**Extract:**

Description of a speech synthesis engine
The aim of this document is to provide an overview of what a speech synthesis
engine is and what are its main components. Hopefully this can lead to discussion on where should mimic focus and improve. I bet we will need to improve speech reproduction (easy to mute, etc) and work on the other areas to provide multilingual support to mimic.
This is a rough division of a speech synthesis engine can be. It may not
be complete but still gives an overall view of the system. Not all the
modules mentioned below have to actually be in flite/mimic code, but it would
be good to identify most of them to get familiar with the code.
This block of the engine deals with the conversion from raw text to a series
of phonemes and additional contextual information of use to actually speak.
When we (humans) read, we all read the same text and extract similar information
about which phonemes we should utter, although each one of us has a different
voice (pitch, etc…).
Phrasing: Sentence detection. Splits a whole text into sentences that can be
processed individually. Can provide some pausing information.
Tokenizer: Detects “tokens” in the text, as an example spaces can be used
to separate a sentence in individual tokens. Between two sentences the audio
engine could be interrputed for 0.5 seconds without serious concerns, however
an interruption between two consecutive tokens is annoying.
Token to words: Normalizes the text, for instance turns “1st” to “first”,
or “Henry” “VIII” to “Henry” “the” “eighth”.
Part of speech tagger (POS tagger): Helps to distinguish homograph words,
words that are spelled equally but may have different meaning and pronunciation. Not crucial, but helpful in some languages.
Words to phonemes: Provides a phonetic transcription of the words. This
transcription may be based on a dictionary (Lexicon) and/or on a decision tree
able to predict the pronunciation of unknown words based on how they are written.
Phoneme duration prediction: Not all the phonemes in all the contexts have
the same length. Some speech synthesis models capture that information directly
from recordings, where as other speech synthesis models may expect more information
from the text parser.
Intonation: A sentence has a prosody. Not only in questions "How do you do?"
but also in “I like beer.” or “I like beer if it’s after work”. The prosody is
the “melody” in the sentence. Some speech synthesis models capture that
information, other models may require that information from the text.
The speech synthesis block deals with the generation of the wave sound. The
traditional workflow for speech synthesis training consists of getting some
speech recordings of known, phonetically balanced sentences and use those
recordings to compose a new wave.

**Dataset section:**

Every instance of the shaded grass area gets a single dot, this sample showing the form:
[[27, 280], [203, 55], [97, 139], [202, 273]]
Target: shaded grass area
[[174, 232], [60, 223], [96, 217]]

**Directive 1:** In the speech synthesis overview, how long could the audio engine be interrupted between two sentences without serious concerns?
**Directive 2:** Swap "recordings" for "audio samples" in the speech synthesis overview and write out the passage between "Token to words: Normalizes" and "the text parser.", inclusive.
**Directive 3:** Extend the speech synthesis overview by continuing it after its last sentence.
The data has no role in this work.

**Written reply 1:** 0.5 seconds

**Written reply 2:**
Token to words: Normalizes the text, for instance turns “1st” to “first”,
or “Henry” “VIII” to “Henry” “the” “eighth”.
Part of speech tagger (POS tagger): Helps to distinguish homograph words,
words that are spelled equally but may have different meaning and pronunciation. Not crucial, but helpful in some languages.
Words to phonemes: Provides a phonetic transcription of the words. This
transcription may be based on a dictionary (Lexicon) and/or on a decision tree
able to predict the pronunciation of unknown words based on how they are written.
Phoneme duration prediction: Not all the phonemes in all the contexts have
the same length. Some speech synthesis models capture that information directly
from audio samples, where as other speech synthesis models may expect more information
from the text parser.

**Written reply 3:**
There are many methods that differ on the fundamental approach to build waves
(concatenating segments of audio records vs creating a statistical model for
each contextualized phoneme vs others). The election of the speech synthesis
has implications on:
- The latency (computation required to generate speech)
- The memory requirements
- The disk requirements
- The voice intellegibility (if it is easy to understand),
- The voice naturalness (if it sounds as a real human)
This is a list of speech synthesis engines I have heard about or I have worked
with. I could try to find some examples for some of the engines or try to make a
chart of pros and cons of each of them if you are interested.
Based on concatenation
- diphone based speech synthesis: Phonemes are not always pronounced equally. In a diphone speech synthesis engine, we try to capture all possible pairs of phonemes from recordings and we concatenate those phonemes to create new wave sounds. If the diphone we want is not in our recordings we use a similar one based on phoneme features. *Sounds a bit like a robot* (read with robot voice) - clunits: Based on cluster unit selection algorithm. (Black 1997) Based on statistical models
- HTS: Hidden Markov Model Speech Synthesis. Instead of concatenating recorded
segments we generate a model of how the recording sounds for each
contextualized phoneme. A known FOSS engine is the hts_engine and there is
a version of flite+hts_engine available.
- clustergen: Statistical parametric synthesis engine.
This block deals with the steps required to go from a waveform to the actual
sound that comes through the speakers. It can be fairly simple:
- Open audio device
- Write to audio device
But it can get complicated:
- Asynchronous output
- Pause / Resume.
- Pause / Say another thing.
- Repeat the last sentence (“Mycroft, can you repeat please?”)
- Volume control
- Integration with other audio systems (recording/speaking at the same time…)